**Objective**
Update the records, starting at the very first line and ending at the line that holds "[283, 224, 326, 254]", by changing "paved road" to "cobbled street" and leaving everything else as it is. Give back only those lines, without the pictures.

**Records to use**

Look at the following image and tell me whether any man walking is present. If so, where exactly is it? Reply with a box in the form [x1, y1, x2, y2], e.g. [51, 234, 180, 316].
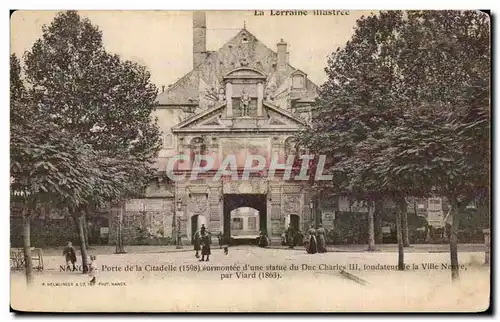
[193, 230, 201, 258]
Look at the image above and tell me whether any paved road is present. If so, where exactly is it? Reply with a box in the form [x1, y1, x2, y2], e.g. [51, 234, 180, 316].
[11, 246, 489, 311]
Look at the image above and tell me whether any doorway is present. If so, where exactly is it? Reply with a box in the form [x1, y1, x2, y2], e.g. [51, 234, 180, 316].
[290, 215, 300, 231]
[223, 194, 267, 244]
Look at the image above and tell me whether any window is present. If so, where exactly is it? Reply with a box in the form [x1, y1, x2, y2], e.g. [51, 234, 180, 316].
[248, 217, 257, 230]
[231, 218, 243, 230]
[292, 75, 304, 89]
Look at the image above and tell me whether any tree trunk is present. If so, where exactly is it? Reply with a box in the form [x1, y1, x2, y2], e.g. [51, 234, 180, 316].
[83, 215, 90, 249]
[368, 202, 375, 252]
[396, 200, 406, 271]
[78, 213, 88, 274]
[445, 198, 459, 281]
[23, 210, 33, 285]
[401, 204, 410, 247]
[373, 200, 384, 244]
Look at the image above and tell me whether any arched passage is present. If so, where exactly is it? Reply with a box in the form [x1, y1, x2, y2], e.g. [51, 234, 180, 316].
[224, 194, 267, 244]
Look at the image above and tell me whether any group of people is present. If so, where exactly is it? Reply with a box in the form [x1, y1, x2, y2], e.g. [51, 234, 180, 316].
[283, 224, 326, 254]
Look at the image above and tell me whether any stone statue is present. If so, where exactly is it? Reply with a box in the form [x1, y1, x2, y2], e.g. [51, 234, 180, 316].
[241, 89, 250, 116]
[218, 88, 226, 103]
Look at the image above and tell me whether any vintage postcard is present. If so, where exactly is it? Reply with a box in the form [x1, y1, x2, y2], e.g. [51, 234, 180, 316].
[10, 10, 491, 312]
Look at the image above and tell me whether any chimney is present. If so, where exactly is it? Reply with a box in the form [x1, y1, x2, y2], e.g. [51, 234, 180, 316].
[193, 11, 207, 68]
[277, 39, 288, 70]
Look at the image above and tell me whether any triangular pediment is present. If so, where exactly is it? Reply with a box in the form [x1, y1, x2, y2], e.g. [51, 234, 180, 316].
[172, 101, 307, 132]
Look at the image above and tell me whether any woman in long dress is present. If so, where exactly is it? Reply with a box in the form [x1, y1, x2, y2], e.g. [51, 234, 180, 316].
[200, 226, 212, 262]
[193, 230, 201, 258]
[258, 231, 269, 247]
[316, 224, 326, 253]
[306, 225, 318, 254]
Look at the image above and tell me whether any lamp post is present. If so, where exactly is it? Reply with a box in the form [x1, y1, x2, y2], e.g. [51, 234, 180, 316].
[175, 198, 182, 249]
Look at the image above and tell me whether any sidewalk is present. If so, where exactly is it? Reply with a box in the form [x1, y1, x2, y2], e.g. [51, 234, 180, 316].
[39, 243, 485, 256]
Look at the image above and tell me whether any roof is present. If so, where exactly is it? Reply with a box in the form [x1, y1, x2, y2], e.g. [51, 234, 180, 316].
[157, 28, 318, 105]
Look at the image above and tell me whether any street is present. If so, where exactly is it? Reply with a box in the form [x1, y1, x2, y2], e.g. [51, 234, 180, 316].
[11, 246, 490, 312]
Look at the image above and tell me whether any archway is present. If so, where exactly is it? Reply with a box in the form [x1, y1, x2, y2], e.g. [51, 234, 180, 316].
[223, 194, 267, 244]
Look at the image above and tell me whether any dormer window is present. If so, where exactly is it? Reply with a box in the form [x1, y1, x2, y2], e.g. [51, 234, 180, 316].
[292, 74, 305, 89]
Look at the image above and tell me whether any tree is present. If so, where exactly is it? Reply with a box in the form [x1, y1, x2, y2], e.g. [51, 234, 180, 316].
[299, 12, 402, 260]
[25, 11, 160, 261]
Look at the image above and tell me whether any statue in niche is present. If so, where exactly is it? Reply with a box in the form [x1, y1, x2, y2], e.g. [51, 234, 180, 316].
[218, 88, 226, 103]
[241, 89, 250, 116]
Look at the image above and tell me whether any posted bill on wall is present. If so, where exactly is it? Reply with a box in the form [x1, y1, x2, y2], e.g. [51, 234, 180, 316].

**Response for this exercise**
Look at the following image and tell me whether any man walking is present. If so, where exactly is it? Reply with a box in the form [x1, y1, x2, y2], e.g. [51, 234, 180, 316].
[193, 230, 201, 258]
Look at the image above and tell me whether any cobbled street is present. If so, where exactly is it? Reply with a box in the form [x1, y1, x2, y2], e.g. [51, 234, 180, 316].
[11, 246, 489, 311]
Look at the image above and tell me whether any doorway is present. If so, where exactly is it? Reply with a box in the form [x1, y1, x2, y2], e.g. [51, 234, 180, 316].
[290, 215, 300, 231]
[223, 194, 267, 244]
Look at the image above and tell me whether any window is present. If so, where exactly is it? Reply with a box in the form [x1, y1, x2, y2], e.g. [51, 234, 180, 316].
[248, 217, 257, 230]
[231, 218, 243, 230]
[292, 75, 304, 89]
Look at the image above and tell me whether any tree trunk is present. If so, where exactly is it? Reply with a box in the form [x1, y1, x2, y2], e.g. [51, 234, 180, 316].
[83, 215, 90, 249]
[368, 202, 375, 252]
[396, 200, 406, 271]
[78, 213, 88, 274]
[445, 198, 459, 281]
[23, 210, 33, 285]
[401, 204, 410, 247]
[373, 200, 384, 244]
Look at the image above and tell me whether any arched passage is present. If so, where exactly is it? Reply with a box in the form [x1, y1, x2, y2], e.g. [51, 234, 180, 316].
[224, 194, 267, 244]
Look at the image above and tell me whether any group of people is present. If so, where exactly is it? Reply with a box in the form [x1, y1, x2, y2], e.g. [51, 234, 180, 316].
[283, 224, 326, 254]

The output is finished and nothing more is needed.